**Using the information**
1. Write out the part of the cost-function derivative post that begins at the words "How do I simply" and stops after the words "done so far.".
2. In the cost-function derivative post, why does the poster transpose $w$?

How do I simply this equation further, in order to get the parameter I'm looking for?

40 Views Asked by At

I have a machine learning model. I want to find the critical point, at which the cost function converges. So I took it's derivative, set it equal to zero. I want to simplify it and find the optimal $w$.

This is what I've done so far.

The equation is: $$\frac{\partial L}{\partial w} = -\frac{2}{n}\sum_{i=1}^n x_i (y_i - x_i^T w) = 0$$

Solving step by step like this:

multiply both sides

$$\frac{2}{n}\sum_{i=1}^n x_i (y_i - x_i^T w) = 0 * \frac{n}{2}$$

$$\sum_{i=1}^n x_i y_i - \sum_{i=1}^n x_i x_i^T w= 0$$

$$\sum_{i=1}^n x_i y_i = \sum_{i=1}^n x_i x_i^T w$$

$w$ becomes a row vector to preserve the right orientation, so I transposed it:

$$\sum_{i=1}^n y_ix_i = w^T(\sum_{i=1}^n x_i x_i^T)$$

And this is where I stopped. How do I simplify it more, in order to get the $w$ ? Please I also need some explenations of the steps you provide, in order for me to understand and put the pieces together.

EDIT:

I multiplied both sides by the equation $(\sum_{i=1}^n x_i x_i^T)^{-1}$, so we get $$(\sum_{i=1}^n x_i x_i^T)^{-1} \sum_{i=1}^n y_ix_i = w^T(\sum_{i=1}^n x_i x_i^T)(\sum_{i=1}^n x_i x_i^T)^{-1}$$

So now how do I get $w$? thanks!

**Data excerpts**

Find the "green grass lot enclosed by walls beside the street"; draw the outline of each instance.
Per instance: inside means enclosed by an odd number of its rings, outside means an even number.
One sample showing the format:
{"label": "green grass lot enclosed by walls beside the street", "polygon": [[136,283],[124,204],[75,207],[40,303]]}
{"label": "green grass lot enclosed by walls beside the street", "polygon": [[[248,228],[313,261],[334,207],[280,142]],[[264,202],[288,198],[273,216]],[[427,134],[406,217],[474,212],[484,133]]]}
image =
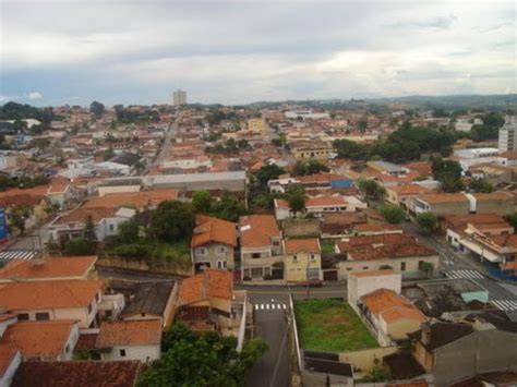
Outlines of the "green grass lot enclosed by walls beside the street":
{"label": "green grass lot enclosed by walls beside the street", "polygon": [[338,300],[294,303],[300,346],[306,350],[346,352],[378,347],[350,305]]}

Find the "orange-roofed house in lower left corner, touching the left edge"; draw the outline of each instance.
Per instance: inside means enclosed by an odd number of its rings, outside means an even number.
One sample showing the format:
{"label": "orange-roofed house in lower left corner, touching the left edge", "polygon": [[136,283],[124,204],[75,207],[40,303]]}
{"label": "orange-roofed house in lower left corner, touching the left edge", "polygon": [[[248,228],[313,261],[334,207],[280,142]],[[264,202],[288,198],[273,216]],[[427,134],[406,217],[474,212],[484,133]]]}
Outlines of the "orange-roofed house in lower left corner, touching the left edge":
{"label": "orange-roofed house in lower left corner, touching the left edge", "polygon": [[16,322],[2,334],[0,343],[22,352],[24,360],[67,361],[79,339],[79,324],[71,319]]}

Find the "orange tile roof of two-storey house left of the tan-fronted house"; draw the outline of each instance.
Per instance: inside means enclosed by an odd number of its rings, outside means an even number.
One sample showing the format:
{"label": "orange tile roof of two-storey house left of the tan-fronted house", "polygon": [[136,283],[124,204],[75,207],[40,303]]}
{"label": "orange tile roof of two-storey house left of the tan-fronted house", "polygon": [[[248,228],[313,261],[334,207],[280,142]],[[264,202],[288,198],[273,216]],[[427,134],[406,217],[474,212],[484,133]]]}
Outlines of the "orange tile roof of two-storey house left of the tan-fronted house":
{"label": "orange tile roof of two-storey house left of the tan-fronted house", "polygon": [[237,225],[211,216],[197,215],[195,217],[195,228],[191,240],[191,247],[197,247],[208,243],[237,246]]}

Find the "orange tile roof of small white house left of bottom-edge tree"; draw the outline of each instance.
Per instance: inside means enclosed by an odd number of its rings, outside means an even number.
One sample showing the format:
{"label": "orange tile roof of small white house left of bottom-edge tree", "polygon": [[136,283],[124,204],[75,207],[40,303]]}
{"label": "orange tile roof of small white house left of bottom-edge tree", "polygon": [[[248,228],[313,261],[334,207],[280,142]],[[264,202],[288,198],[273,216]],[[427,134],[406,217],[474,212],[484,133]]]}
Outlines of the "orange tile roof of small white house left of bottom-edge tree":
{"label": "orange tile roof of small white house left of bottom-edge tree", "polygon": [[95,347],[159,344],[160,340],[159,319],[104,322],[100,324]]}

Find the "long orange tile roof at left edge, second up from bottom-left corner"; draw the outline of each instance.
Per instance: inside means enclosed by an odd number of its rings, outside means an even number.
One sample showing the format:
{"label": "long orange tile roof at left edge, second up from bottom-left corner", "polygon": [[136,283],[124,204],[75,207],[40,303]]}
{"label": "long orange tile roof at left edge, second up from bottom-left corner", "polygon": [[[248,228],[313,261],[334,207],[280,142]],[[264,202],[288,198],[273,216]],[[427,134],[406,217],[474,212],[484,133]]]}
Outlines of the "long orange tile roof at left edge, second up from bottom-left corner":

**Expected outputs**
1.
How do I simply this equation further, in order to get the parameter I'm looking for?

40 Views Asked by At

I have a machine learning model. I want to find the critical point, at which the cost function converges. So I took it's derivative, set it equal to zero. I want to simplify it and find the optimal $w$.

This is what I've done so far.

2. Because $w$ becomes a row vector, and transposing it preserves the right orientation.